* Task description *
Show every line from the listing below that contains the word "blue".

Region annotation listing

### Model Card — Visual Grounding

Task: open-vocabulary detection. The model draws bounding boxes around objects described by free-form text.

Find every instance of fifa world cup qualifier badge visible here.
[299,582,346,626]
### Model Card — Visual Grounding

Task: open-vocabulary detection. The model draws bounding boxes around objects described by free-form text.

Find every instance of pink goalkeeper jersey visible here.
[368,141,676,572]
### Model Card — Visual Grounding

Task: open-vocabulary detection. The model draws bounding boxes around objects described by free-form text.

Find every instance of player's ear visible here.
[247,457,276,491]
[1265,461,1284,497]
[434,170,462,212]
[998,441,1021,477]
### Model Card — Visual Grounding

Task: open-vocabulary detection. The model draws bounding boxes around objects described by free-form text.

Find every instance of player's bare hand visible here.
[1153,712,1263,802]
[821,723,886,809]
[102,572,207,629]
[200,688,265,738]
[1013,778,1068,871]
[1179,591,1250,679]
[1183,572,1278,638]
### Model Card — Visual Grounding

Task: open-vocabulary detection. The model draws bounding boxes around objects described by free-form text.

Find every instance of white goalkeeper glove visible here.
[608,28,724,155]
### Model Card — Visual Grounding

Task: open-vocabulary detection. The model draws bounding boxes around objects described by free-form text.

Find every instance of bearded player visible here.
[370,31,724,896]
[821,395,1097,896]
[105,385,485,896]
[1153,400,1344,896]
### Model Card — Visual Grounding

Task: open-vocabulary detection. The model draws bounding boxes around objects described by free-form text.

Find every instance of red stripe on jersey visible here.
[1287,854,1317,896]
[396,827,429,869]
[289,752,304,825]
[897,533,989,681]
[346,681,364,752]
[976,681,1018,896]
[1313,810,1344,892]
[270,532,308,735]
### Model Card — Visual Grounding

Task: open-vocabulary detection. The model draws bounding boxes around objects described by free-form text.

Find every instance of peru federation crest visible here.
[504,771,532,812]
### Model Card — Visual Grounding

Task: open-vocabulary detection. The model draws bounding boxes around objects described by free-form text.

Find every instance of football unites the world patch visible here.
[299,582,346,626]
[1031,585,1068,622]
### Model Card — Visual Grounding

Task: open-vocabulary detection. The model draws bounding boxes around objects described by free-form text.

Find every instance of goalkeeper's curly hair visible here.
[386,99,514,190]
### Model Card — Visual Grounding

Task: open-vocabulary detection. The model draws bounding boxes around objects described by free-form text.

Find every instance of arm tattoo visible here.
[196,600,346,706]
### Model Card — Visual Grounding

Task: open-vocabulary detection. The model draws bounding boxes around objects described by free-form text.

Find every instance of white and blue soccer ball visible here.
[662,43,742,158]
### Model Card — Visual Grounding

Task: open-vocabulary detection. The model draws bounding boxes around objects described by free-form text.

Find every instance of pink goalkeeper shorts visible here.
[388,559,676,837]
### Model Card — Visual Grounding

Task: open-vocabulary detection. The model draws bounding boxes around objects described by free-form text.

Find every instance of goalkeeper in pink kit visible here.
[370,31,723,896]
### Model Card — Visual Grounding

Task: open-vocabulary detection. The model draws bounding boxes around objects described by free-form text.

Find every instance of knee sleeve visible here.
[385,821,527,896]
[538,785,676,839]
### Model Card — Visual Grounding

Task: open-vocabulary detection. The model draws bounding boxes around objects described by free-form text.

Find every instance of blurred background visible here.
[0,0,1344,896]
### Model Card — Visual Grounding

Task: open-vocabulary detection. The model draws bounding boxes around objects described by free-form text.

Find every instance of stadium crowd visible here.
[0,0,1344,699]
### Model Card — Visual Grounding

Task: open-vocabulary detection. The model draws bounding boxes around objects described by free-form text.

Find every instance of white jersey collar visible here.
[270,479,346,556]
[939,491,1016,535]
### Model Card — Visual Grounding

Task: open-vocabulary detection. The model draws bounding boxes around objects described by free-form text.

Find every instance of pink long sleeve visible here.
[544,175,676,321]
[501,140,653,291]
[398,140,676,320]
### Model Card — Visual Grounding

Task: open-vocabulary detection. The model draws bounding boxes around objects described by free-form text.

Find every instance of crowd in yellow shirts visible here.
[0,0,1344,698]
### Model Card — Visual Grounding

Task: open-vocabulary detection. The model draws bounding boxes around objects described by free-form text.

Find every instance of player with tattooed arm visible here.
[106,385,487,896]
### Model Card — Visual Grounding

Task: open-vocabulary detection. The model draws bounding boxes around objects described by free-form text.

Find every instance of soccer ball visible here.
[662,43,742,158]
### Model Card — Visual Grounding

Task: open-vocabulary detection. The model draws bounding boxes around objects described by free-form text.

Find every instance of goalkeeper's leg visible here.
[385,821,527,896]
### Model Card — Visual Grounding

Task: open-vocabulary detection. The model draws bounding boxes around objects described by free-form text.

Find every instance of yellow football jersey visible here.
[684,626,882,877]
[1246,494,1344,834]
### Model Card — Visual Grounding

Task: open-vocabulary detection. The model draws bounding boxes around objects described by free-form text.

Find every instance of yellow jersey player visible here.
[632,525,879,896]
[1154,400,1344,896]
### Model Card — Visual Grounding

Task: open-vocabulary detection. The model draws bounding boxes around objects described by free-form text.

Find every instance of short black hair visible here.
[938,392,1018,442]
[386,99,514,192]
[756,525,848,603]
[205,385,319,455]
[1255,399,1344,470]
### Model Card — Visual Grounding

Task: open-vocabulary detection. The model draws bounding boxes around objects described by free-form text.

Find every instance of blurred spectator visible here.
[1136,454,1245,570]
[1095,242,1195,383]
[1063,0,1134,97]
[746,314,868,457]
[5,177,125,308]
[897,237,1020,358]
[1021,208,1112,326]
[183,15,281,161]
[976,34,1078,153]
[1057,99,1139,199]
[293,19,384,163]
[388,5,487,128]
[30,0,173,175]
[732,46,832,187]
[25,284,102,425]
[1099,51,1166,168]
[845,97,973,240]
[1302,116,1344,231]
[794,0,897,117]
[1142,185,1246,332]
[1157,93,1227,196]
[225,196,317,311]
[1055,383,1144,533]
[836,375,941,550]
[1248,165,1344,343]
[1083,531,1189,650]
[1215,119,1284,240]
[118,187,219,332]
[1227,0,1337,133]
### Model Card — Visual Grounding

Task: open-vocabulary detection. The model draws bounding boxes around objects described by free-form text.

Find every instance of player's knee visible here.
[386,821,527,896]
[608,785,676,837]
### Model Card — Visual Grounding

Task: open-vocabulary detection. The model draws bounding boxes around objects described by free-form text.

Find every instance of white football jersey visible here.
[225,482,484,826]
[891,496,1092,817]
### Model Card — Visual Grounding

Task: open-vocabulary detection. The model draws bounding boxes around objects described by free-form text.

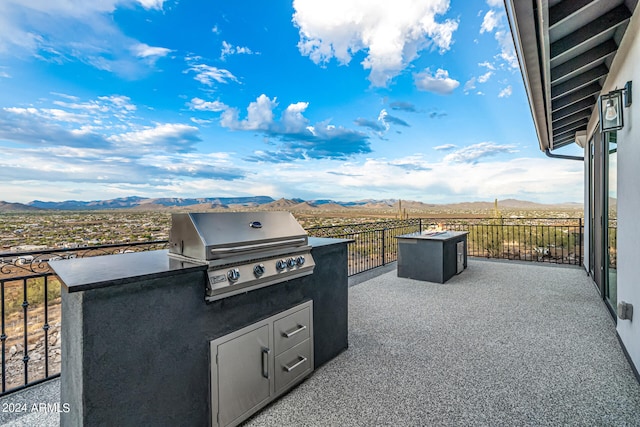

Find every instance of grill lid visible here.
[169,212,308,261]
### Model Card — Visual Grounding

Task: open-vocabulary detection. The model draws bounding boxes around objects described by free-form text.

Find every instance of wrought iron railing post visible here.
[382,228,387,265]
[578,218,583,265]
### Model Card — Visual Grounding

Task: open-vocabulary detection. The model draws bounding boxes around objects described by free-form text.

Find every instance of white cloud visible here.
[478,61,496,70]
[498,85,513,98]
[131,43,171,58]
[480,10,504,34]
[495,30,519,68]
[0,0,164,79]
[185,64,238,86]
[220,41,259,61]
[478,71,493,83]
[293,0,458,86]
[187,98,229,112]
[433,144,458,151]
[444,142,517,163]
[220,94,278,130]
[413,68,460,95]
[107,123,200,154]
[137,0,165,10]
[281,102,309,134]
[463,77,476,94]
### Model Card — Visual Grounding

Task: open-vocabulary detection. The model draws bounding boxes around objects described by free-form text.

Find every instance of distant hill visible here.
[0,201,42,212]
[0,196,584,213]
[27,196,273,211]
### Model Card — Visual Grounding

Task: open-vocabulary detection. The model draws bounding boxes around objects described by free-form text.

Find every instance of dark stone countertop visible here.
[396,231,469,241]
[49,237,350,292]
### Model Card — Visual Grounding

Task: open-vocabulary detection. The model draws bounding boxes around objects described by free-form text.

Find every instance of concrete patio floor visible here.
[0,259,640,427]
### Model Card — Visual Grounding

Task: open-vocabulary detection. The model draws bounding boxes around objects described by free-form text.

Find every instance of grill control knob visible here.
[227,268,240,282]
[253,264,265,277]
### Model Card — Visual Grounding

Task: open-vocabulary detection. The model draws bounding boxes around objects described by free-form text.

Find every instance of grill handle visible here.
[282,356,307,372]
[262,348,271,379]
[282,325,307,338]
[211,237,306,255]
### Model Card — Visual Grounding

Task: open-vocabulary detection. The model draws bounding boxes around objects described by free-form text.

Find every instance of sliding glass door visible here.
[603,132,618,313]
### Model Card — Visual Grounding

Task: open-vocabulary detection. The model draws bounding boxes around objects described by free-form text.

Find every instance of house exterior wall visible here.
[590,13,640,371]
[582,140,591,272]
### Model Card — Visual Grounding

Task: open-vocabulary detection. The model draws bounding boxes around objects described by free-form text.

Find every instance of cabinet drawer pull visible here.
[282,325,307,338]
[283,356,307,372]
[262,348,271,379]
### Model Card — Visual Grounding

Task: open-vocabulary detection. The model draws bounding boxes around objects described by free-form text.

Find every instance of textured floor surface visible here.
[0,260,640,427]
[247,260,640,427]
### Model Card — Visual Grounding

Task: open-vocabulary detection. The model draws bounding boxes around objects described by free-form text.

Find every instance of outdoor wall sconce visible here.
[598,81,631,132]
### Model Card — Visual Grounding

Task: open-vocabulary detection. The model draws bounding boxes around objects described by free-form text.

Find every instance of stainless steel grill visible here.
[169,212,315,301]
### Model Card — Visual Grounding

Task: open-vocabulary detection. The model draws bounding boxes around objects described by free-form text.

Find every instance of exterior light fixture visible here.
[598,82,631,132]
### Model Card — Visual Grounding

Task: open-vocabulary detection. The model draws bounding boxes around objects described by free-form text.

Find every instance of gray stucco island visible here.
[51,238,348,426]
[397,231,469,283]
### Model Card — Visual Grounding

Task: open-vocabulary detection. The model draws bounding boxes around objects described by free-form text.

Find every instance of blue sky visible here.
[0,0,583,203]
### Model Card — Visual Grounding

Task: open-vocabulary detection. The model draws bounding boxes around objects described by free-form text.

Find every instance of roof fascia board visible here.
[504,0,551,151]
[587,2,640,139]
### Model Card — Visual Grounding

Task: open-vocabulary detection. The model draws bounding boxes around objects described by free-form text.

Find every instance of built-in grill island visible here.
[169,212,315,301]
[51,212,348,426]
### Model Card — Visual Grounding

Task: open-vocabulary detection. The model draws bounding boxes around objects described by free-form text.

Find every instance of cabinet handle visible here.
[283,356,307,372]
[262,348,271,379]
[282,325,307,338]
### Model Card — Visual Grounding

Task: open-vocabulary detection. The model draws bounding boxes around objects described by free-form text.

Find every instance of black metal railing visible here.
[0,241,167,395]
[307,218,583,275]
[0,218,584,396]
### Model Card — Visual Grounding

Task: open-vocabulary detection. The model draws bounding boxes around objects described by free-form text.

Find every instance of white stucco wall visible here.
[603,10,640,371]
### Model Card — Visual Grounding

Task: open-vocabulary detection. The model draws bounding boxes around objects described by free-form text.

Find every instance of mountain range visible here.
[0,196,582,212]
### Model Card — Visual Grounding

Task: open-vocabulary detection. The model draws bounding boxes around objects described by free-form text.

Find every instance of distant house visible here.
[505,0,640,379]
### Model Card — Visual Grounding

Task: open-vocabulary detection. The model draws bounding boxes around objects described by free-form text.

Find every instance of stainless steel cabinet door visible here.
[212,324,273,426]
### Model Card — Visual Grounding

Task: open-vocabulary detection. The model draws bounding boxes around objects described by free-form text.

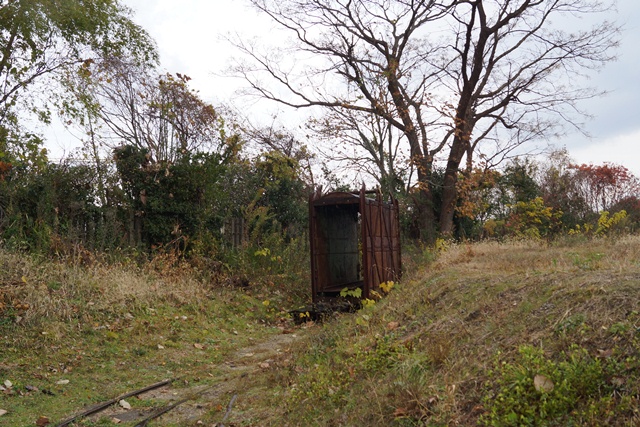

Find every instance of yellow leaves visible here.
[380,280,395,294]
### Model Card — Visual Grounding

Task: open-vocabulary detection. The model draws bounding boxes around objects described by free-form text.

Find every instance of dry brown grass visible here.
[0,251,214,324]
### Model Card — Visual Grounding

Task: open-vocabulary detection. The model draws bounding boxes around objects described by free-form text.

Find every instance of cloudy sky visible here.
[115,0,640,176]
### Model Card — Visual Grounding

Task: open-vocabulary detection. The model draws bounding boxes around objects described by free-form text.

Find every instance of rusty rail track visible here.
[56,378,238,427]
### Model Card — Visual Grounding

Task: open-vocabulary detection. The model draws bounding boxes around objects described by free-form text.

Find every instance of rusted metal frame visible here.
[56,379,175,427]
[380,200,395,281]
[309,193,319,302]
[360,185,371,298]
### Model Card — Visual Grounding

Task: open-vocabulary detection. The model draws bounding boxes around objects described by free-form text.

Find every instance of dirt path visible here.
[90,331,300,425]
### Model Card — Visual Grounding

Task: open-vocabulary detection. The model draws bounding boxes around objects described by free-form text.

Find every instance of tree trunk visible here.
[440,132,469,237]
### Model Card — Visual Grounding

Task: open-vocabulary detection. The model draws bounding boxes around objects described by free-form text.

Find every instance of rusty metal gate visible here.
[309,187,402,303]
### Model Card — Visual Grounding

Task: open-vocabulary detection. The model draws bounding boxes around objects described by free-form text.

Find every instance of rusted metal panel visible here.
[309,187,401,302]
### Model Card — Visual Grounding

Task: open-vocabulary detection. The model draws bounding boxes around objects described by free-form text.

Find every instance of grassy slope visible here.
[0,237,640,426]
[249,237,640,426]
[0,250,306,426]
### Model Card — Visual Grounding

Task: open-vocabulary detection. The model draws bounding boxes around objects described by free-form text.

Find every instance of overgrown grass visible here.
[0,242,308,426]
[0,237,640,426]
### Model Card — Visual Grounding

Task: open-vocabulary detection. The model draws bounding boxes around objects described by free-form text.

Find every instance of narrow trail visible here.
[89,330,302,426]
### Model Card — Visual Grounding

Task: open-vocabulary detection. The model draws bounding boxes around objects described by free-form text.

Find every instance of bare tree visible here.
[307,109,413,195]
[237,0,618,238]
[68,57,230,162]
[429,0,619,234]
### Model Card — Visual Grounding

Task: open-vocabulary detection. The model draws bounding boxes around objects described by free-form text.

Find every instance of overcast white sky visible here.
[66,0,640,176]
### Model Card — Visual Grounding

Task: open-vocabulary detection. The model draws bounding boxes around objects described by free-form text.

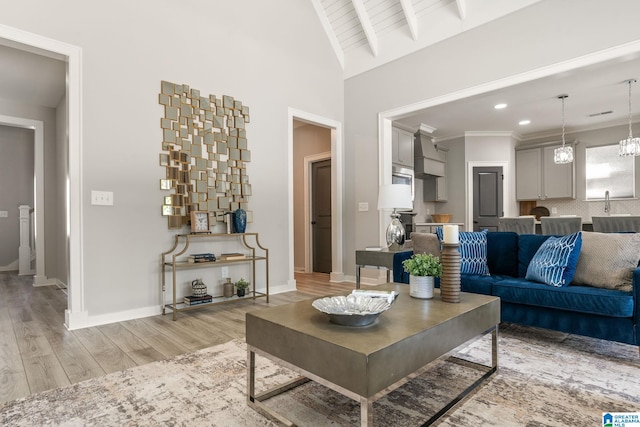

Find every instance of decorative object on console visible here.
[222,277,233,298]
[159,81,252,229]
[431,214,451,224]
[402,253,442,299]
[553,95,573,164]
[191,279,207,297]
[440,225,460,302]
[233,208,247,233]
[235,278,249,297]
[618,79,640,156]
[378,184,413,251]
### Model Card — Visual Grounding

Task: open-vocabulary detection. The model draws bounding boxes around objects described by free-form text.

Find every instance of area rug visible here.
[0,325,640,427]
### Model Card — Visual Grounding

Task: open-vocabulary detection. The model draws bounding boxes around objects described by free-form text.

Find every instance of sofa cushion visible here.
[525,232,582,286]
[436,227,489,275]
[487,231,518,277]
[572,232,640,291]
[518,234,551,277]
[460,274,513,295]
[493,278,633,317]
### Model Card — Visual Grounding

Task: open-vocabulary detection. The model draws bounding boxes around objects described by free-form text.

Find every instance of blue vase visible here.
[233,209,247,233]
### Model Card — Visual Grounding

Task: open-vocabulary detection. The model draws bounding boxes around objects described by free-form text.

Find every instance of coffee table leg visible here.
[360,397,373,427]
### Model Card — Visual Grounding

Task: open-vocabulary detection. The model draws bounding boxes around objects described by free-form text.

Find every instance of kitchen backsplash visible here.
[538,199,640,221]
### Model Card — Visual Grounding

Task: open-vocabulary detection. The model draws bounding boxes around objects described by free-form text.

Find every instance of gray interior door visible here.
[473,166,504,231]
[311,160,331,273]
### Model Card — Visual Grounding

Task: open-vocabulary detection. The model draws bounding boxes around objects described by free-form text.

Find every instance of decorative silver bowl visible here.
[311,295,391,326]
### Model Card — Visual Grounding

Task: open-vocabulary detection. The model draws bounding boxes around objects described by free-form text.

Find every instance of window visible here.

* Correct result *
Find every instance of white and blue soccer ball visible here.
Find every instance of blue sky visible here.
Find every instance of blue vase visible here.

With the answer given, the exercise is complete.